— start of Source document —

The global cost of financing efforts towards the targets is estimated at 150 to 440 billion dollars a year, according to figures from the Convention itself. But currently, CI says, the world is only channeling 45 billion dollars towards that end.
Rodríguez says private conservation efforts could help mitigate the shortfall in funds.
With that aim, the Latin American Alliance of Private Reserves was formally created Nov. 6 – the first of its kind in the world. It groups 4,345 private reserves in 15 countries, with a combined total of 5,648,000 hectares of green areas.
"The idea is to form a conservation chain," Martin Keller of Guatemala, the president of the new alliance, told IPS. "Private areas can form a chain with national parks and expand national conservation systems. They are also a mechanism to absorb drastic climate changes."
He argues that there should be no borders for private reserves in the region. "We are joining together in something magnificent, and formalising associations with international institutions so that they include us in environmental projects," he said.

— end of Source document —

__Work instructions__: According to the passage on private conservation reserves, how many private reserves does the Latin American Alliance of Private Reserves group, and in how many countries?

— start of Supplied records —

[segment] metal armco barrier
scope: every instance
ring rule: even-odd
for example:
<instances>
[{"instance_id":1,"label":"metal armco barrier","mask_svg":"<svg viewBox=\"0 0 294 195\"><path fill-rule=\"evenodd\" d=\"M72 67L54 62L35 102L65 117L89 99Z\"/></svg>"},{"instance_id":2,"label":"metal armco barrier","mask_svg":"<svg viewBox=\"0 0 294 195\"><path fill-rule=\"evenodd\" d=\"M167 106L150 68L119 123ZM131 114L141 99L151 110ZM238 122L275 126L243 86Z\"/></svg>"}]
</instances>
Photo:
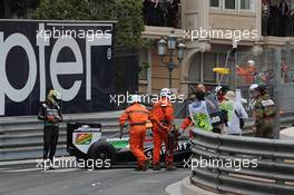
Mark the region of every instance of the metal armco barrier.
<instances>
[{"instance_id":1,"label":"metal armco barrier","mask_svg":"<svg viewBox=\"0 0 294 195\"><path fill-rule=\"evenodd\" d=\"M100 123L105 136L118 133L120 111L65 115L60 124L57 156L68 155L66 152L67 123ZM42 157L43 125L36 117L0 118L0 160L28 159Z\"/></svg>"},{"instance_id":2,"label":"metal armco barrier","mask_svg":"<svg viewBox=\"0 0 294 195\"><path fill-rule=\"evenodd\" d=\"M224 194L294 195L294 140L194 134L193 185Z\"/></svg>"}]
</instances>

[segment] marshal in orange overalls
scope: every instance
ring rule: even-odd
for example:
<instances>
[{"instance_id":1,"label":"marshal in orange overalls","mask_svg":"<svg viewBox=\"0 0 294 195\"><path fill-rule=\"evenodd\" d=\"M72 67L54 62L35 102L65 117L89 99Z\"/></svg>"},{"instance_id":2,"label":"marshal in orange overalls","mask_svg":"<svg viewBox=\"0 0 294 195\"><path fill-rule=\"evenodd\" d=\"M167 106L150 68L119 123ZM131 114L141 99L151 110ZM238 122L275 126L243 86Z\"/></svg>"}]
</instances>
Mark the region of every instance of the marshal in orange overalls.
<instances>
[{"instance_id":1,"label":"marshal in orange overalls","mask_svg":"<svg viewBox=\"0 0 294 195\"><path fill-rule=\"evenodd\" d=\"M149 119L149 111L138 103L128 107L119 118L119 125L125 126L129 121L129 146L130 152L137 158L138 167L145 166L148 159L144 154L144 140L146 136L146 124Z\"/></svg>"},{"instance_id":2,"label":"marshal in orange overalls","mask_svg":"<svg viewBox=\"0 0 294 195\"><path fill-rule=\"evenodd\" d=\"M167 97L161 97L160 100L154 104L151 111L151 121L154 124L153 128L153 139L154 139L154 154L153 164L159 165L160 163L160 150L161 143L168 145L168 129L171 129L174 121L174 108L171 103ZM165 127L165 128L163 128ZM171 165L173 154L165 156L166 165Z\"/></svg>"}]
</instances>

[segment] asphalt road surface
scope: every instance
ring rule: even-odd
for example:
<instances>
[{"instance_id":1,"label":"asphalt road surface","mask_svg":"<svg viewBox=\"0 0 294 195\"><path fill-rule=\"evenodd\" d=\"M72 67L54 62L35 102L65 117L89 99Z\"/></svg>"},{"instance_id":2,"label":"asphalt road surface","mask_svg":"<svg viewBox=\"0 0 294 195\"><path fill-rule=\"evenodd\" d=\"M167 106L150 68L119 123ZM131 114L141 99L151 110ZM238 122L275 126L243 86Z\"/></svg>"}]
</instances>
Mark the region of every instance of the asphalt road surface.
<instances>
[{"instance_id":1,"label":"asphalt road surface","mask_svg":"<svg viewBox=\"0 0 294 195\"><path fill-rule=\"evenodd\" d=\"M188 169L145 173L133 168L43 170L36 164L0 167L1 195L160 195Z\"/></svg>"}]
</instances>

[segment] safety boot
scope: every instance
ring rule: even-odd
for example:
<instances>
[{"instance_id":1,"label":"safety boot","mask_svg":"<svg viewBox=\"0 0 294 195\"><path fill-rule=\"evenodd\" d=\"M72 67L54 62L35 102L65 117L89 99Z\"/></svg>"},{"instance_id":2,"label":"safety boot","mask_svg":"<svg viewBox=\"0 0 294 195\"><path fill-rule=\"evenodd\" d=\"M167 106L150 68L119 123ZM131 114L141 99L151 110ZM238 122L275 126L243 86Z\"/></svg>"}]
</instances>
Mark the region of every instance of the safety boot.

— end of Supplied records —

__Full output__: It groups 4,345 private reserves in 15 countries.